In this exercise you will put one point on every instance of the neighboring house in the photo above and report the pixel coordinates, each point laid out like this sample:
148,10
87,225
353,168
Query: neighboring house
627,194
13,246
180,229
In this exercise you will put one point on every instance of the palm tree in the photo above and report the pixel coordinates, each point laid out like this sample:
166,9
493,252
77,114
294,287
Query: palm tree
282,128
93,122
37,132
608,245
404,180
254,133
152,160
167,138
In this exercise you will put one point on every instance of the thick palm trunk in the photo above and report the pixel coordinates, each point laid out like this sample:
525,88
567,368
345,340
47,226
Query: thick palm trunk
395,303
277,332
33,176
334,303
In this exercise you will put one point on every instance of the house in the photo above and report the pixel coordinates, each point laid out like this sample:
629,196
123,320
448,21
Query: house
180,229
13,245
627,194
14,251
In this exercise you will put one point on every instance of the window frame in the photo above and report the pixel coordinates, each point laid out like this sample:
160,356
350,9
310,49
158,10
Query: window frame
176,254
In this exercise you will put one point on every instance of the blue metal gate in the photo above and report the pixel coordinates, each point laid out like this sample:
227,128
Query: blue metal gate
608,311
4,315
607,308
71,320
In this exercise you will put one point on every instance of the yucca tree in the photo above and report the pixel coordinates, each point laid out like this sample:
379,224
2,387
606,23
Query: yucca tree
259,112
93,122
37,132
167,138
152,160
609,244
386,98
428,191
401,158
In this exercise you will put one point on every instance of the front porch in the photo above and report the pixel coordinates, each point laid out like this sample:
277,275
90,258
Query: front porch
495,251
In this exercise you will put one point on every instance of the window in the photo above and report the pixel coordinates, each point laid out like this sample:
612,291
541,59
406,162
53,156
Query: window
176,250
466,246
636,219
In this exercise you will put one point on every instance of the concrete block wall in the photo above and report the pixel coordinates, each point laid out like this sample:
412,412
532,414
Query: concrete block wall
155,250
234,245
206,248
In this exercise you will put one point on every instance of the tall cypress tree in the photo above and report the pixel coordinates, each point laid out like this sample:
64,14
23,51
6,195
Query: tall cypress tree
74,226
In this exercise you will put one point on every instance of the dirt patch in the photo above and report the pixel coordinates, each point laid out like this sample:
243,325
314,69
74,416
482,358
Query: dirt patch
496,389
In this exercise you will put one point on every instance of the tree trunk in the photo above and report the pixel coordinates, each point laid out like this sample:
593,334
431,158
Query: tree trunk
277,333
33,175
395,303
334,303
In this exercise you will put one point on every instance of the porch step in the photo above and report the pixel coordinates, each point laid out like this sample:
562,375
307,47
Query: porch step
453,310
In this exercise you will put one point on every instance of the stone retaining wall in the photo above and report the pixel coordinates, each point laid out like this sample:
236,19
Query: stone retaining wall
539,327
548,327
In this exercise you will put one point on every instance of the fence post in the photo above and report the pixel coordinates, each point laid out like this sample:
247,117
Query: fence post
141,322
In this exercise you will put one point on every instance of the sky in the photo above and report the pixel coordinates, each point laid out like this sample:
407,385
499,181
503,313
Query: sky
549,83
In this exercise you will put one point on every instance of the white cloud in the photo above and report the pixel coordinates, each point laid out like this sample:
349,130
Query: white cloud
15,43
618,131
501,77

### Exercise goal
Set every entry down once more, exactly as written above.

### Output of the exercise
In this exercise you will put one point on every instance of the neighboring house in the photo above and report the pixel coordinates, each point laid out like this sample:
148,10
87,225
353,168
Query: neighboring house
627,194
13,246
180,229
In this exercise you will put one point on every instance of the palm tree in the photo above and report the pixel coordinates, each point laid out like this sample:
166,9
493,252
77,114
294,287
Query: palm tree
282,128
93,122
37,132
608,245
404,180
254,133
152,160
167,138
In this exercise you will put one point on every instance of the thick palm trunk in the photo above and report the pixel coordinates, each point laid out like this sample:
525,88
567,368
345,340
47,226
Query: thick palm trunk
395,303
277,332
33,176
334,303
In this exercise you will put one point on every instance of the house in the photo above and report the pixel coordinates, each point laid out like this sample:
629,196
123,320
448,21
Query: house
180,229
13,245
627,194
14,251
In this exercise you will put one point on every instance of the window frame in the photo above and report the pixel coordinates, each point laid out like this sample:
160,356
350,9
310,49
158,10
Query: window frame
176,254
In this exercise you will put one point on every instance of the blue metal gate in the photo above and report the pixel coordinates, each point laid out like this sample:
227,128
Query: blue metal gate
608,311
4,315
607,308
71,320
In this exercise you will put one point on every instance of the yucca tree in the photo above and report the pixel coordinates, each point laid out like this sample:
379,224
2,387
606,23
Query: yucca tree
259,112
93,122
37,132
167,138
152,160
609,244
386,98
428,191
401,158
In this exercise you will put one point on every instance of the front porch in the photo above and report the pixel coordinates, each point laid out like this sample:
277,275
90,258
Query: front porch
495,251
In this exercise you will put one point on every instance of the window in the photo above and report the pixel coordinates, each point laid out like this sample:
612,291
541,59
406,162
53,156
Query: window
176,250
466,246
636,219
In this exercise you will put one point on every instance of the concrete block wall in the photo above and report the pixel coordinates, each point laid out like this sample:
412,412
532,414
Query: concrete block wall
155,250
234,245
206,248
In this exercise you will put one point on every instance of the tall cypress tree in the photo above and report the pixel coordinates, each point laid out like this sample:
64,14
23,51
6,195
Query: tall cypress tree
74,226
In this exercise you will put one point on every instance of the dirt patch in the photo above and report the pixel coordinates, each point laid out like this sample:
243,325
314,69
74,416
482,358
Query: dirt patch
496,389
In this exercise you will put one point on every instance of the tree trunk in the photo above and report the pixel coordinates, each point laid out like this sample:
593,334
431,158
Query: tree trunk
277,333
33,175
395,303
334,303
In this exercise you will put one point on every instance of the porch step in the photo above and report the pixel coordinates, each point laid out like this sample:
562,375
307,47
Query: porch step
453,310
In this exercise you will put one point on every instance of the stone retaining wall in the photo above and report the pixel coordinates, each point laid out like this sample:
236,19
Query: stone retaining wall
539,327
548,327
In this exercise you will put one point on every instance of the fence post in the photo above and report the pixel coordinates, each point laid out like this sample:
247,117
Query: fence post
141,322
In this exercise you will put one point on every instance of the sky in the photo above and report the pixel coordinates, each point laid out like this sample:
407,385
499,181
503,313
Query: sky
549,83
In this exercise you will put one point on every instance of the white cloud in the photo above and report the pixel coordinates, each point laid out like this sample:
349,130
Query: white cloud
15,43
618,131
501,77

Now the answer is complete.